▼
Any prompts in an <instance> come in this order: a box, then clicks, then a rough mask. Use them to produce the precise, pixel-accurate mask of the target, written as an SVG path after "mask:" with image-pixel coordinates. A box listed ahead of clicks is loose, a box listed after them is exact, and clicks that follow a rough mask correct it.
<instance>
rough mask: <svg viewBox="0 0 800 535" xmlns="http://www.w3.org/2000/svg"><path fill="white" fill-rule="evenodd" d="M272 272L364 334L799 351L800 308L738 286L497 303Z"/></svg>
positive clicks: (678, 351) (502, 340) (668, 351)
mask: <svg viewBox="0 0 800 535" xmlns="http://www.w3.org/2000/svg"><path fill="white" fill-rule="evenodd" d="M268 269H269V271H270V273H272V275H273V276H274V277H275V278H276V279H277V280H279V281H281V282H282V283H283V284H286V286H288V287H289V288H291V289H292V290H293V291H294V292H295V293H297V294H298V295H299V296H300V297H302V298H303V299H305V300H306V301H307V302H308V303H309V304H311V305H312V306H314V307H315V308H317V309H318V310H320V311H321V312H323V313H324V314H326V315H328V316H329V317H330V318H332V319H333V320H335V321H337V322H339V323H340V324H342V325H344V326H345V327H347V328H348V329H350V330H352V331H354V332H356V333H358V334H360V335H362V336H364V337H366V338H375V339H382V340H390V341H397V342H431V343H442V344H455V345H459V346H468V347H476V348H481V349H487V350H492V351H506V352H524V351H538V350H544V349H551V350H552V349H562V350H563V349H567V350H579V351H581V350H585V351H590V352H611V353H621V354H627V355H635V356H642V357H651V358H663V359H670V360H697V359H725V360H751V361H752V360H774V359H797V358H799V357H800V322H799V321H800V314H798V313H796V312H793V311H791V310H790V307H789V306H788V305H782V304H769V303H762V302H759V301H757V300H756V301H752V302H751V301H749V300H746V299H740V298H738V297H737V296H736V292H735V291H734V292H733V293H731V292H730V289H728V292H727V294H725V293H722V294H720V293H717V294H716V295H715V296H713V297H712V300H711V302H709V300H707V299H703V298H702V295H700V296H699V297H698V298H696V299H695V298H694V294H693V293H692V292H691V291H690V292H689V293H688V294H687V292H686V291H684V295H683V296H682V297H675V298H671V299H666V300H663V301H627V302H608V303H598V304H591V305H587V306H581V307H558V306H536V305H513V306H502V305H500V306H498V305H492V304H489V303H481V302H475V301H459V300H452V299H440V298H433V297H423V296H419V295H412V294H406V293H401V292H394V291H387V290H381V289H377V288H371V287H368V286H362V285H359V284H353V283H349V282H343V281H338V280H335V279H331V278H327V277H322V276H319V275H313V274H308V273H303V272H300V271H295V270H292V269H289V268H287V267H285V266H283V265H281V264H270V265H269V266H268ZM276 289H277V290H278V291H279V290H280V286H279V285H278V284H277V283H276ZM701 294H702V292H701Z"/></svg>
▲
### Exercise
Without altering a single word, set down all the entries again.

### Final answer
Any prompts in an <instance> come in this order: a box, then clicks, then a rough mask. Use them to produce the precise, pixel-accurate mask of the target, written as an SVG path after "mask:" with image-pixel coordinates. A box listed ahead of clicks is loose, a box listed after them is exact, and clicks that follow a rough mask correct it.
<instance>
rough mask: <svg viewBox="0 0 800 535" xmlns="http://www.w3.org/2000/svg"><path fill="white" fill-rule="evenodd" d="M272 272L364 334L799 351L800 308L738 286L497 303Z"/></svg>
positive clicks: (678, 351) (502, 340) (668, 351)
mask: <svg viewBox="0 0 800 535" xmlns="http://www.w3.org/2000/svg"><path fill="white" fill-rule="evenodd" d="M268 269H269V271H270V273H272V275H273V276H274V277H275V278H276V279H277V280H279V281H281V282H282V283H283V284H286V286H288V287H289V288H291V289H292V290H293V291H294V292H295V293H297V294H298V295H299V296H300V297H302V298H303V299H305V300H306V301H307V302H308V303H309V304H311V305H312V306H314V307H315V308H317V309H318V310H320V311H321V312H323V313H324V314H326V315H328V316H329V317H330V318H332V319H333V320H335V321H337V322H339V323H340V324H342V325H344V326H345V327H347V328H348V329H350V330H352V331H354V332H356V333H358V334H360V335H362V336H364V337H366V338H375V339H382V340H390V341H397V342H431V343H442V344H455V345H459V346H468V347H476V348H481V349H487V350H492V351H506V352H524V351H538V350H544V349H551V350H552V349H562V350H563V349H567V350H579V351H581V350H585V351H590V352H611V353H621V354H627V355H635V356H642V357H651V358H663V359H670V360H697V359H725V360H751V361H752V360H774V359H797V358H799V357H800V322H799V321H800V314H798V313H796V312H793V311H791V310H790V307H789V306H788V305H782V304H769V303H762V302H759V301H757V300H756V301H752V302H751V301H749V300H746V299H740V298H738V297H737V296H736V292H735V291H734V292H733V293H731V292H730V289H728V292H727V294H725V293H722V294H720V293H717V294H716V295H715V296H713V297H712V300H711V302H709V300H707V299H703V298H702V295H700V296H699V297H698V298H696V299H695V298H694V294H693V293H692V292H691V291H690V292H689V293H688V294H687V292H686V291H684V295H683V296H682V297H675V298H671V299H666V300H663V301H627V302H608V303H598V304H591V305H587V306H581V307H558V306H536V305H513V306H502V305H500V306H498V305H492V304H489V303H481V302H475V301H459V300H452V299H440V298H433V297H423V296H419V295H412V294H406V293H401V292H394V291H387V290H381V289H377V288H371V287H368V286H362V285H359V284H353V283H349V282H343V281H338V280H335V279H331V278H327V277H322V276H319V275H313V274H308V273H303V272H300V271H295V270H292V269H289V268H287V267H285V266H283V265H281V264H270V265H269V266H268ZM276 289H277V290H278V291H279V290H280V286H279V285H278V284H277V283H276ZM701 294H702V292H701Z"/></svg>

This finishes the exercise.